Set each entry down exactly as written.
====== DATA TO EXAMINE ======
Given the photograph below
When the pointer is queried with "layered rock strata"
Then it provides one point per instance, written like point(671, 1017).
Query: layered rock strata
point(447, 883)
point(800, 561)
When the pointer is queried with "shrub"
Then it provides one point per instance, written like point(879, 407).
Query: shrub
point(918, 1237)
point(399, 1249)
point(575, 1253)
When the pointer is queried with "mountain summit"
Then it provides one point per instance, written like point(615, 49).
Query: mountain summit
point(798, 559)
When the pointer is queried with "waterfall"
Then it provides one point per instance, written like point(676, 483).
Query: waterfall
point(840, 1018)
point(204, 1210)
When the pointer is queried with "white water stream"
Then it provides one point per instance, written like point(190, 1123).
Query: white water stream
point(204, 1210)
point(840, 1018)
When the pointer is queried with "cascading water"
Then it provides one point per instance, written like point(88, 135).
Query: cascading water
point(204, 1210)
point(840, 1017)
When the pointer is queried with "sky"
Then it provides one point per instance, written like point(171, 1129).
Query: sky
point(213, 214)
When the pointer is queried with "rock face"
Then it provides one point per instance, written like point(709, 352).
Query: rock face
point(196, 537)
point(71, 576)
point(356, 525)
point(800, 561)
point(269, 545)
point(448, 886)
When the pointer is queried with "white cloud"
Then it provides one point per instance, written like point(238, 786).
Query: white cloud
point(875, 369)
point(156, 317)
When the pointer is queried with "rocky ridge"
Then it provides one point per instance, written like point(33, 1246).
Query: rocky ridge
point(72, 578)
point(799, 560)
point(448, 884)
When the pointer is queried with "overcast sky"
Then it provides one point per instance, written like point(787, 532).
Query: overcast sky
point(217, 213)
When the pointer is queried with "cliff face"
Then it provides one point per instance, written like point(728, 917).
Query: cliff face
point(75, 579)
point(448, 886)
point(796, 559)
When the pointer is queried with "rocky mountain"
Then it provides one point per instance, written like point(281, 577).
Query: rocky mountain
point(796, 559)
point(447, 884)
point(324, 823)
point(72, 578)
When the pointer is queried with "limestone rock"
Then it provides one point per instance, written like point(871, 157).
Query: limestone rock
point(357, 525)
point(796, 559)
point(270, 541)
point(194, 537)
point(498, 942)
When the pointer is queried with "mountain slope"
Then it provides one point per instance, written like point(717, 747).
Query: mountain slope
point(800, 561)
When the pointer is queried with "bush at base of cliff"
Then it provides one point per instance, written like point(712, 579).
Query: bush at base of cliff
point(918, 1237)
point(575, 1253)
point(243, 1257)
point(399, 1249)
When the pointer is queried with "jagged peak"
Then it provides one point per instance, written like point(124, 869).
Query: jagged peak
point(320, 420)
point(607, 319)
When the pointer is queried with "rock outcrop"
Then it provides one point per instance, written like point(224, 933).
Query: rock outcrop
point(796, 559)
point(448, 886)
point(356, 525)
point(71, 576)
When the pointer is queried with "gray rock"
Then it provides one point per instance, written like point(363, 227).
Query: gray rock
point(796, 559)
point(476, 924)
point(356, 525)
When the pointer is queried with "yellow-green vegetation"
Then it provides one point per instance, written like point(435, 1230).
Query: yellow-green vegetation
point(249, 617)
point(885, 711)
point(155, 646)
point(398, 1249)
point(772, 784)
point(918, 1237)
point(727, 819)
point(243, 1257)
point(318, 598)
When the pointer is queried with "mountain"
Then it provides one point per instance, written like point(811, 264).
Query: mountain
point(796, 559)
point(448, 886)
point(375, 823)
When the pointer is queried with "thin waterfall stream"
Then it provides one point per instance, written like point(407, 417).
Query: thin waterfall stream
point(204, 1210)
======
▸ **FINAL ANSWER**:
Given the photograph below
When the pointer is queried with "layered rock strata"
Then it provides one point per instance, written like point(671, 1017).
Query: layered rock strata
point(447, 883)
point(800, 561)
When the pointer is queried with "shrub"
Then it provides one point per instance, written like point(879, 407).
Query: shrub
point(918, 1237)
point(399, 1249)
point(575, 1253)
When the pointer is queried with "mountain summit"
Then it provides one point per instance, written like point(615, 49).
Query: mountain summit
point(798, 559)
When the pointer is queried with "waterfall"
Then it provides one point per instance, written like point(676, 483).
Query: waterfall
point(840, 1018)
point(204, 1210)
When the pointer is queried with "white water stream"
Then it provides one point per instance, written like point(190, 1123).
Query: white water stream
point(204, 1210)
point(840, 1018)
When the pointer is queried with "cascading water"
Then it provides one point per instance, written like point(88, 135).
Query: cascading water
point(204, 1210)
point(840, 1017)
When the pointer is queried with "sky"
Then it provides one point per instance, written like point(171, 1129).
Query: sky
point(213, 214)
When the pointer is queried with "rock face"
Then it provides one point per instance, written like point(709, 352).
Query: rock face
point(196, 537)
point(71, 576)
point(356, 525)
point(800, 561)
point(269, 545)
point(448, 886)
When the pointer is queried with "white cloud"
Then it provides one point per instance, written like point(238, 786).
Query: white cloud
point(875, 369)
point(156, 317)
When the pointer is queried with "rocky ridge"
Then it provides one point per instance, written like point(33, 1246).
Query: rocky ridge
point(72, 578)
point(799, 560)
point(448, 884)
When the pointer is queried with "overcast sky"
Then it provides one point per instance, written like point(787, 532).
Query: overcast sky
point(217, 213)
When the pointer is queried with "cliff face"
Then it provides one point per instance, written like point(728, 917).
Query: cliff face
point(75, 579)
point(448, 886)
point(796, 559)
When the pointer is queried with "rocky mountain"
Then it provides one point per instance, written like point(281, 577).
Query: rocky mountain
point(796, 559)
point(447, 884)
point(324, 823)
point(72, 578)
When the pointer is queried with "limestone rock"
Then it provides one point per instance, written like point(871, 157).
Query: limestone rock
point(357, 525)
point(796, 559)
point(270, 541)
point(194, 537)
point(498, 942)
When the pointer is queried with "mountain slope"
Then it provides one point per instance, written like point(717, 747).
Query: mountain slope
point(800, 561)
When the pointer is queried with "bush at base of cliff"
Then it provides one point per instance, written like point(712, 579).
Query: bush at base of cliff
point(918, 1237)
point(575, 1253)
point(243, 1257)
point(399, 1249)
When the pointer is queried with "jagged peak"
Then it provides one point per instance, written like point(124, 869).
Query: jagged peak
point(320, 420)
point(607, 319)
When the pointer is queried with "rock outcrop"
Then it provides one point per instance, written like point(224, 933).
Query: rock outcrop
point(796, 559)
point(448, 886)
point(356, 525)
point(71, 576)
When the pointer is queried with "gray rock"
Then it provides one point per instance, written like point(363, 227).
Query: gray rock
point(796, 559)
point(476, 924)
point(356, 525)
When the pointer is queried with "yellow-green vegetation"
Then it provides one point per instance, written like point(435, 1230).
Query: yellow-green vegetation
point(249, 617)
point(885, 711)
point(155, 646)
point(398, 1249)
point(772, 784)
point(918, 1237)
point(727, 819)
point(243, 1257)
point(318, 598)
When the pointer is queried with "mountain"
Then it provides one point per instance, written like point(811, 264).
Query: mountain
point(796, 559)
point(448, 886)
point(375, 823)
When the pointer is queried with "thin waterfall stream"
Then it provides one point per instance, written like point(407, 417).
Query: thin waterfall stream
point(204, 1210)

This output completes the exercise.